Please gather every line below that contains the string "belt". Case matters.

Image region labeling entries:
┄┄┄┄┄┄┄┄┄┄┄┄┄┄┄┄┄┄┄┄

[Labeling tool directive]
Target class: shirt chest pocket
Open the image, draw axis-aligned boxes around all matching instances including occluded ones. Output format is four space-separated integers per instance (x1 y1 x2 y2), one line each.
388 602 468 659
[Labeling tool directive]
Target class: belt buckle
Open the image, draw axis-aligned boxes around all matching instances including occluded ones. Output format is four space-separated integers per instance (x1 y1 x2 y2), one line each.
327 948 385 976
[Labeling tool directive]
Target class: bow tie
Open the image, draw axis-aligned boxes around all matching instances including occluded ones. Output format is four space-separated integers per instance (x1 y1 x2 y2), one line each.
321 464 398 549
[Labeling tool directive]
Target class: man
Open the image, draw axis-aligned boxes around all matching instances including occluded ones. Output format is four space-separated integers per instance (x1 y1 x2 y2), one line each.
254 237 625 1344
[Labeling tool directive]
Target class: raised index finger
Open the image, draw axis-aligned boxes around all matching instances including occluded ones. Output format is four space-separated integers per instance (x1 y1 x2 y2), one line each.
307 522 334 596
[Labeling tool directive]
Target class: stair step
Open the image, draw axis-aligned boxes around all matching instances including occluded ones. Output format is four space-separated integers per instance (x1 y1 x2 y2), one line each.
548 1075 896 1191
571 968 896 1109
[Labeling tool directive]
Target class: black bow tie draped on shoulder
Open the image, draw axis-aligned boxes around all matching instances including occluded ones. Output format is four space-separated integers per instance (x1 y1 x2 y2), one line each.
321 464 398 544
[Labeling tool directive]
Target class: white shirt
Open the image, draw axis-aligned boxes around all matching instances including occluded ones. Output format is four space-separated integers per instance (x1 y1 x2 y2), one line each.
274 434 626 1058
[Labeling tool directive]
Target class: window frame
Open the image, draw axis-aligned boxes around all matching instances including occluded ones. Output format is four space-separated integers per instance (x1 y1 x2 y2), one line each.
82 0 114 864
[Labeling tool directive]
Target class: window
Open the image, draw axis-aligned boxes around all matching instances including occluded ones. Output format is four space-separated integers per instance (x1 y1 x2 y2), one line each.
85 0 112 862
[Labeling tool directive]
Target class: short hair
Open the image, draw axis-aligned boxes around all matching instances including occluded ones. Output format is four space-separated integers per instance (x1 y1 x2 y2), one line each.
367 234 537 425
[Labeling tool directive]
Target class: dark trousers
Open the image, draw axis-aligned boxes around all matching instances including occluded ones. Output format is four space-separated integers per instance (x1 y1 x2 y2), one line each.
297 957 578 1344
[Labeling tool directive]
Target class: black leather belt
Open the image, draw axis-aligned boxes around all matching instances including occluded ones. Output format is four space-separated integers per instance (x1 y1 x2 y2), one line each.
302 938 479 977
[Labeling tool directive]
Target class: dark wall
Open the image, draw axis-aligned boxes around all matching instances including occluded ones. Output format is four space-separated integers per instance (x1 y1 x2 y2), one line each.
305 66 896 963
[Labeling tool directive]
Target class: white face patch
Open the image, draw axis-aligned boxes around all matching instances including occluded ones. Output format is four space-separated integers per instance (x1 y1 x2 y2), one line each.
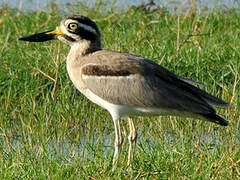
64 19 97 34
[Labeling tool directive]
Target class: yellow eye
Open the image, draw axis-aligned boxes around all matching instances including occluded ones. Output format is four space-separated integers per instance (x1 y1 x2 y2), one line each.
68 23 78 30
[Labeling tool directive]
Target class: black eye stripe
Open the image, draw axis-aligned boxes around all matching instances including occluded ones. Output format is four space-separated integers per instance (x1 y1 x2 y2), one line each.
64 15 100 34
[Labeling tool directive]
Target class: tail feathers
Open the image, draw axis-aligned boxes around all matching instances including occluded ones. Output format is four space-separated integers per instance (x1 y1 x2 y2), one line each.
200 113 229 126
181 78 229 108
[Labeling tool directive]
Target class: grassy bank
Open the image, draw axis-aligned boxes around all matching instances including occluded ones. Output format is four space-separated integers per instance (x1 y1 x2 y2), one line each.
0 3 240 179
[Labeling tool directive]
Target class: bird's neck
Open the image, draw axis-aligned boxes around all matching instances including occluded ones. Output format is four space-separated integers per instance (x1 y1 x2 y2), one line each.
69 40 102 56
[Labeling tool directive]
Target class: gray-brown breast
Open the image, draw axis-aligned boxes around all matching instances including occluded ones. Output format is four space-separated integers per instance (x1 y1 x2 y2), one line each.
79 50 225 113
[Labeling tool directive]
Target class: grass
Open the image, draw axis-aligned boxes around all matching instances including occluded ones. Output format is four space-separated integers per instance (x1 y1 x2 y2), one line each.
0 3 240 179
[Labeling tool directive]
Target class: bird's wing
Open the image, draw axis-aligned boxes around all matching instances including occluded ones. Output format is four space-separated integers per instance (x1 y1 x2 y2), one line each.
80 51 228 113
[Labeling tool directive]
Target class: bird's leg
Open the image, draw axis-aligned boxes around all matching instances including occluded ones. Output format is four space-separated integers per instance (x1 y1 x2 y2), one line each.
128 118 137 166
112 119 123 170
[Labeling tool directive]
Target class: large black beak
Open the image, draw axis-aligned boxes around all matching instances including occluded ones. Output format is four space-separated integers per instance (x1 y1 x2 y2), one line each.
19 28 64 42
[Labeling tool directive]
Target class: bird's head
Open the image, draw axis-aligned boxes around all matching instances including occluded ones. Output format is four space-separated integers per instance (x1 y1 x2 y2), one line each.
19 15 101 48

┄┄┄┄┄┄┄┄┄┄┄┄┄┄┄┄┄┄┄┄

== REPLY TO THE EXERCISE ==
Target class: belt buckle
Target class: black leather belt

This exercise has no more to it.